Start of Source information
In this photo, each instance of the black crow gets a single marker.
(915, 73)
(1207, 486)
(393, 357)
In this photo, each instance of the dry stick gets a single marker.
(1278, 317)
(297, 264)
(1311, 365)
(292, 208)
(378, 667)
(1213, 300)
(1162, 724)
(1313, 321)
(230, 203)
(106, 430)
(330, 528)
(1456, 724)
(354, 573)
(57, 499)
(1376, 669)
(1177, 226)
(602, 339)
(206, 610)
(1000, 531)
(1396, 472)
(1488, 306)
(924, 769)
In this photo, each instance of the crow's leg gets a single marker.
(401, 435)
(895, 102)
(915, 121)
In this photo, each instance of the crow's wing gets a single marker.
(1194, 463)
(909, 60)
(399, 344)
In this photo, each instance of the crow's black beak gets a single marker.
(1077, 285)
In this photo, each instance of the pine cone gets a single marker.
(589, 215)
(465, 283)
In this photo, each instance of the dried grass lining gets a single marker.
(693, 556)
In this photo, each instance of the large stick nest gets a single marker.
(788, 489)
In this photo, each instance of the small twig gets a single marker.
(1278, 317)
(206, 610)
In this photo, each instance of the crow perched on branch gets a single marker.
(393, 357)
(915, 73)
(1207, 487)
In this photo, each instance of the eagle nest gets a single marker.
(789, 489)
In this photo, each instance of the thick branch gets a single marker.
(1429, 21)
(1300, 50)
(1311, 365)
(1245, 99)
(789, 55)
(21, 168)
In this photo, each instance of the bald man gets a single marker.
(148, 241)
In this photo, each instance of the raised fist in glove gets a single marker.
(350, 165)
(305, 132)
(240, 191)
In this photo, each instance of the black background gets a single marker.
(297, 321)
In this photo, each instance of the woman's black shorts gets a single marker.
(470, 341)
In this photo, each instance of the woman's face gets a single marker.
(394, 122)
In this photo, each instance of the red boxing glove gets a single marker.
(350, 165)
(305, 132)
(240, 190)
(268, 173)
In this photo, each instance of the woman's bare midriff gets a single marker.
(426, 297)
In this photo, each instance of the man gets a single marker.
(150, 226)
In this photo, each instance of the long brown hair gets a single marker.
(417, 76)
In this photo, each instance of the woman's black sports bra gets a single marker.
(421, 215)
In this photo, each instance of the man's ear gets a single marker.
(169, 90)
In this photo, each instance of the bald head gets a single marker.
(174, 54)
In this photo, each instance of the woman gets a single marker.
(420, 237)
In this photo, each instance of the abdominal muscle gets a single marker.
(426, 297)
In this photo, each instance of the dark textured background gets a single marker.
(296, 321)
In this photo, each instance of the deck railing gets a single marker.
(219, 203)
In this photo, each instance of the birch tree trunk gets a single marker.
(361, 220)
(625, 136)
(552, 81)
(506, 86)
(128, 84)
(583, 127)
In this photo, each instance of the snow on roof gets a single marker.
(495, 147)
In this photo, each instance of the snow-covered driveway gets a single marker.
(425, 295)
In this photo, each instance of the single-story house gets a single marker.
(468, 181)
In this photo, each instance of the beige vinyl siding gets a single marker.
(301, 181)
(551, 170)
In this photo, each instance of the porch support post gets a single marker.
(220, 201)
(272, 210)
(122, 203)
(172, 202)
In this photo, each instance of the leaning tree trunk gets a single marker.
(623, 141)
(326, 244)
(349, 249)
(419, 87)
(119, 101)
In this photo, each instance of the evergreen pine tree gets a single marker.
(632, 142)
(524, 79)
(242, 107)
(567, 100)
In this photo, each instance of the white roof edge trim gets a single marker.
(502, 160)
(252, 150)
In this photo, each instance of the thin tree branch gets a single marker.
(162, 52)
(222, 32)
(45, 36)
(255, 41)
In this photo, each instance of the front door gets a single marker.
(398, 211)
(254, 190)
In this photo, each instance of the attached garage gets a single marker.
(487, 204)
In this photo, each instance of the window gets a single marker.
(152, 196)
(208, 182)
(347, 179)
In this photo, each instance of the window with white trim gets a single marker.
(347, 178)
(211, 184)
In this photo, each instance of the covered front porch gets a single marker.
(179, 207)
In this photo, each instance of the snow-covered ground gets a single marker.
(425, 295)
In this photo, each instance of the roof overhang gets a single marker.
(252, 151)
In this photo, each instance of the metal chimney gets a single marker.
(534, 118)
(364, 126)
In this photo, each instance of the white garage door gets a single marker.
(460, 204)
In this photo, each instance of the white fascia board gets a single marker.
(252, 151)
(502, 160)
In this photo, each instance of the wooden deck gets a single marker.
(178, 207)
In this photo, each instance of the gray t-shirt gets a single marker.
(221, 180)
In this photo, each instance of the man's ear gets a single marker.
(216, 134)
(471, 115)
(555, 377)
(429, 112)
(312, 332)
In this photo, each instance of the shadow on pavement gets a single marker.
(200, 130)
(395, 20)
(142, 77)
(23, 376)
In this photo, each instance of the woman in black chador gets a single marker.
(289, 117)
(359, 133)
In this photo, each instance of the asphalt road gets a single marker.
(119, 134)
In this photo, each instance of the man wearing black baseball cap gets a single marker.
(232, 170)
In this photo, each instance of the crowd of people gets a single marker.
End of Source information
Return the full listing. Keep each line exactly as it stands.

In this photo, each instance of the black crow gets a single marker.
(915, 73)
(1207, 486)
(393, 357)
In this photo, each instance of the dry stick gets a single marker.
(1278, 317)
(297, 264)
(1311, 365)
(292, 208)
(378, 667)
(1213, 300)
(1162, 724)
(1313, 321)
(230, 203)
(106, 430)
(330, 528)
(1456, 724)
(354, 573)
(57, 499)
(1376, 669)
(1177, 226)
(602, 339)
(206, 610)
(1000, 531)
(1396, 472)
(1488, 306)
(924, 769)
In this photo, each instance of the crow's leg gets a single marker.
(401, 435)
(895, 102)
(915, 121)
In this photo, each instance of the crow's wing gets a single marker.
(1194, 463)
(909, 60)
(399, 344)
In this photo, each instance of the crow's black beak gets a single marker.
(1077, 285)
In this photo, each instance of the pine cone gets a single marker.
(589, 215)
(465, 283)
In this photo, each instance of the dried grass lining gets a single marker.
(693, 556)
In this photo, each instance of the large stick nest gets a single marker.
(788, 489)
In this photo, each instance of the small twig gets a single marker.
(1278, 317)
(206, 610)
In this photo, each instance of the crow perched on branch gets a single marker.
(393, 357)
(915, 73)
(1207, 487)
In this photo, each instance of the eagle nest gets a single marker.
(789, 489)
In this photo, each instance of the thick branch gets a single marker.
(1429, 21)
(1300, 50)
(1311, 365)
(1245, 99)
(789, 55)
(21, 168)
In this photo, each instance of the bald man gets a single marker.
(148, 241)
In this photo, each instance of the raised fist in glove gets a single marker.
(350, 165)
(305, 132)
(240, 191)
In this photo, each instance of the black background gets a single marker.
(297, 321)
In this photo, each instance of the woman's black shorts gets a single marker.
(470, 341)
In this photo, each instance of the woman's face gets a single marker.
(394, 122)
In this photo, each instance of the red boxing glove gets a single marker.
(350, 165)
(305, 132)
(240, 190)
(268, 173)
In this photo, each instance of the woman's bare midriff gets a single marker.
(426, 297)
In this photo, each instance of the man gets a single marker.
(150, 226)
In this photo, each instance of the long brown hair gets a single marker.
(417, 76)
In this photo, each instance of the woman's black sports bra gets a single marker.
(421, 215)
In this photo, each instance of the man's ear gets a single marker.
(169, 90)
In this photo, each instance of the bald head gets a single marker.
(174, 54)
In this photo, each instance of the woman gets a single marker.
(420, 237)
In this photo, each instance of the abdominal muscle gets a single marker.
(426, 297)
In this photo, each instance of the dark textured background gets a single marker.
(296, 321)
In this photo, each instance of the deck railing gets a single marker.
(219, 203)
In this photo, each instance of the birch tree trunk gets a single marker.
(361, 220)
(625, 136)
(552, 81)
(506, 86)
(128, 84)
(583, 127)
In this photo, each instance of the snow on roof gets a single marker.
(495, 147)
In this photo, each instance of the snow-covered driveway gets a single marker.
(425, 295)
In this photo, each instance of the single-story house gets a single marker.
(468, 181)
In this photo, each instance of the beige vinyl siding gets a single marker.
(301, 181)
(551, 170)
In this photo, each instance of the porch support post gets a single marker.
(220, 201)
(272, 210)
(122, 203)
(172, 202)
In this photo, each instance of the leaning tree trunk gets a single marker.
(623, 141)
(326, 244)
(349, 249)
(419, 87)
(119, 101)
In this photo, each instance of the evergreen pine tree gets a single marker.
(632, 142)
(524, 79)
(242, 107)
(567, 100)
In this photo, each instance of the white roof edge trim gets a single marker.
(502, 160)
(252, 150)
In this photo, each instance of the thin tree branch gets a single marker.
(162, 52)
(222, 32)
(45, 36)
(255, 41)
In this photo, each instance of the front door gets a single marker.
(398, 211)
(254, 190)
In this photo, each instance of the attached garage gets a single marker.
(487, 204)
In this photo, each instance of the window gets a single marker.
(152, 196)
(208, 182)
(347, 179)
In this photo, each instance of the window with white trim gets a single marker.
(347, 178)
(211, 184)
In this photo, each instance of the covered front porch gets a single marker.
(179, 207)
In this photo, each instance of the snow-covered ground gets a single marker.
(425, 295)
In this photo, each instance of the roof overhang gets a single marker.
(252, 151)
In this photo, each instance of the metal chimney gets a single marker.
(534, 118)
(364, 126)
In this photo, each instance of the white garage door gets a single marker.
(460, 204)
In this photo, each instance of the white fascia board gets a single marker.
(252, 151)
(502, 160)
In this photo, each instance of the wooden deck gets a single marker.
(178, 207)
In this photo, each instance of the gray t-shirt gets a single marker.
(221, 180)
In this photo, each instance of the man's ear gets a single marker.
(216, 134)
(471, 115)
(555, 377)
(429, 112)
(312, 332)
In this photo, each instance of the shadow on pavement gets a single marker.
(200, 130)
(395, 20)
(142, 77)
(23, 376)
In this photo, each instance of the woman in black chador gets a single marker.
(289, 117)
(359, 133)
In this photo, each instance of the asphalt road gets a single marker.
(119, 134)
In this photo, each instance of the man wearing black baseball cap gets a single marker.
(232, 170)
In this photo, each instance of the crowd of people gets a single marker.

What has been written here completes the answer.